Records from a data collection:

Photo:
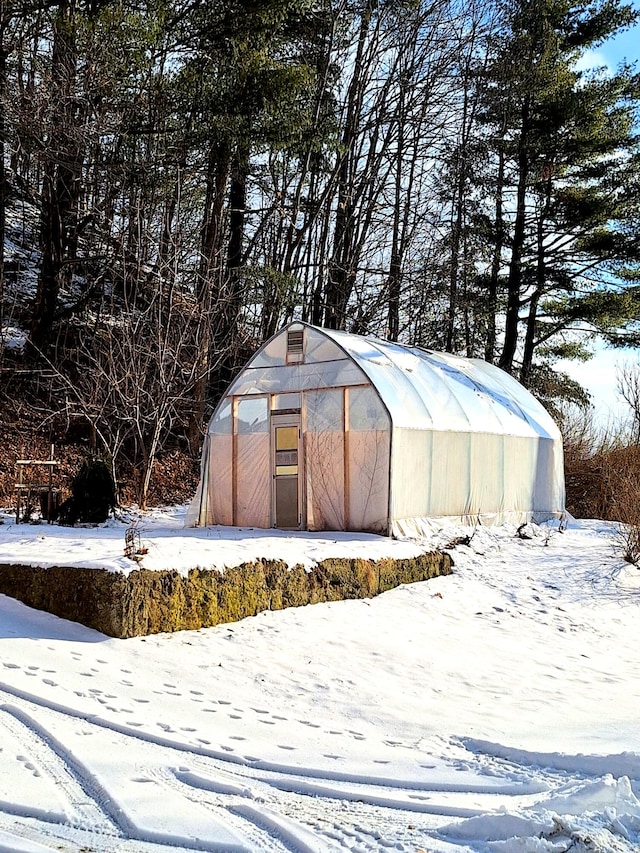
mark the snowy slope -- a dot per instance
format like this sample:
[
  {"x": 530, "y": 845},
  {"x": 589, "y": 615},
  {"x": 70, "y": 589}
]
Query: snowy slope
[{"x": 496, "y": 709}]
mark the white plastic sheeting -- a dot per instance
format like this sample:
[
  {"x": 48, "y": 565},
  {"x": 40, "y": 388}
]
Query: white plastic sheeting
[{"x": 392, "y": 439}]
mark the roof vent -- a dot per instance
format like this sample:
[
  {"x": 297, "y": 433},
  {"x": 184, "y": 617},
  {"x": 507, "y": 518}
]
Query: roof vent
[{"x": 295, "y": 344}]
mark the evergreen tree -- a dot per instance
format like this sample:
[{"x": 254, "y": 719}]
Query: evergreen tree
[{"x": 563, "y": 150}]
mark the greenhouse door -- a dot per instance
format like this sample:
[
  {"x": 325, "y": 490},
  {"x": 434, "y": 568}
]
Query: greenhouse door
[{"x": 285, "y": 435}]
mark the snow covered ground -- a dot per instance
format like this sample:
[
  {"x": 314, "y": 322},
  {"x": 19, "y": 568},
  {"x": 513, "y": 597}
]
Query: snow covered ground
[{"x": 497, "y": 709}]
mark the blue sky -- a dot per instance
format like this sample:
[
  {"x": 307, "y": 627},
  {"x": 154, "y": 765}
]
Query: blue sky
[{"x": 598, "y": 375}]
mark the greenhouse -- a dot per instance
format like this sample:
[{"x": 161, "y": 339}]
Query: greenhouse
[{"x": 325, "y": 430}]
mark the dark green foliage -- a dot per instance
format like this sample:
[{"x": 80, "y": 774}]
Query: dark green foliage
[{"x": 93, "y": 495}]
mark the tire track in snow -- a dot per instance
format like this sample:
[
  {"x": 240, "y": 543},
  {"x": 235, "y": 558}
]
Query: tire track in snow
[
  {"x": 85, "y": 808},
  {"x": 281, "y": 809}
]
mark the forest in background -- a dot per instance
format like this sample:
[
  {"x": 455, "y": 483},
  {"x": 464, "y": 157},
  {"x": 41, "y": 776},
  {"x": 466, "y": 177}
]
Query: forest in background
[{"x": 179, "y": 178}]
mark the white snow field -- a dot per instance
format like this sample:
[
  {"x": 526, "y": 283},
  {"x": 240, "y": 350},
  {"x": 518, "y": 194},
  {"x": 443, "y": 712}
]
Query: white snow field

• Required action: Omit the pictures. Repeat the rest of the data exactly.

• Written solution:
Photo:
mark the snowy slope -- a dot per instance
format like this sample:
[
  {"x": 530, "y": 845},
  {"x": 589, "y": 615},
  {"x": 70, "y": 589}
]
Query: snowy slope
[{"x": 496, "y": 709}]
mark the white plastic sheeting -- a dot per instance
format like this sample:
[
  {"x": 48, "y": 565},
  {"x": 40, "y": 388}
]
Query: white plastic sheeting
[{"x": 392, "y": 439}]
mark the roof vent -- a dot per instance
format like this sample:
[
  {"x": 297, "y": 433},
  {"x": 184, "y": 617},
  {"x": 507, "y": 518}
]
Query: roof vent
[{"x": 295, "y": 344}]
mark the evergreen tree -- a dot per instance
format like this sample:
[{"x": 254, "y": 719}]
Query: evergreen tree
[{"x": 563, "y": 150}]
mark the greenhouse door -- a dot per instance
format like this sample:
[
  {"x": 325, "y": 490},
  {"x": 434, "y": 568}
]
Query: greenhouse door
[{"x": 285, "y": 435}]
mark the snow covered ground -- a dot per instance
format like this sample:
[
  {"x": 314, "y": 322},
  {"x": 19, "y": 568},
  {"x": 513, "y": 597}
]
Query: snow covered ground
[{"x": 497, "y": 709}]
mark the blue sky -- a dot per instance
format like this sample:
[
  {"x": 307, "y": 627},
  {"x": 154, "y": 765}
]
Query: blue sky
[{"x": 598, "y": 375}]
mark the greenhouse -- a dot per instance
format like this sample:
[{"x": 161, "y": 339}]
Query: greenhouse
[{"x": 325, "y": 430}]
mark the dark green foliage -- a dot per instance
format like this sample:
[{"x": 80, "y": 774}]
Query: dark green foliage
[{"x": 93, "y": 495}]
mark the tire track in snow -- a dot per instance
format like this sample:
[
  {"x": 240, "y": 543},
  {"x": 235, "y": 558}
]
Query: tire track in snow
[
  {"x": 85, "y": 808},
  {"x": 281, "y": 809}
]
mark the forest in background -- a dot per instance
format like this sample:
[
  {"x": 455, "y": 483},
  {"x": 464, "y": 157},
  {"x": 41, "y": 776},
  {"x": 466, "y": 177}
]
Query: forest in background
[{"x": 179, "y": 178}]
mark the white snow field -- a dot per instance
format like this sample:
[
  {"x": 526, "y": 283},
  {"x": 240, "y": 350},
  {"x": 518, "y": 194},
  {"x": 443, "y": 712}
]
Query: white snow field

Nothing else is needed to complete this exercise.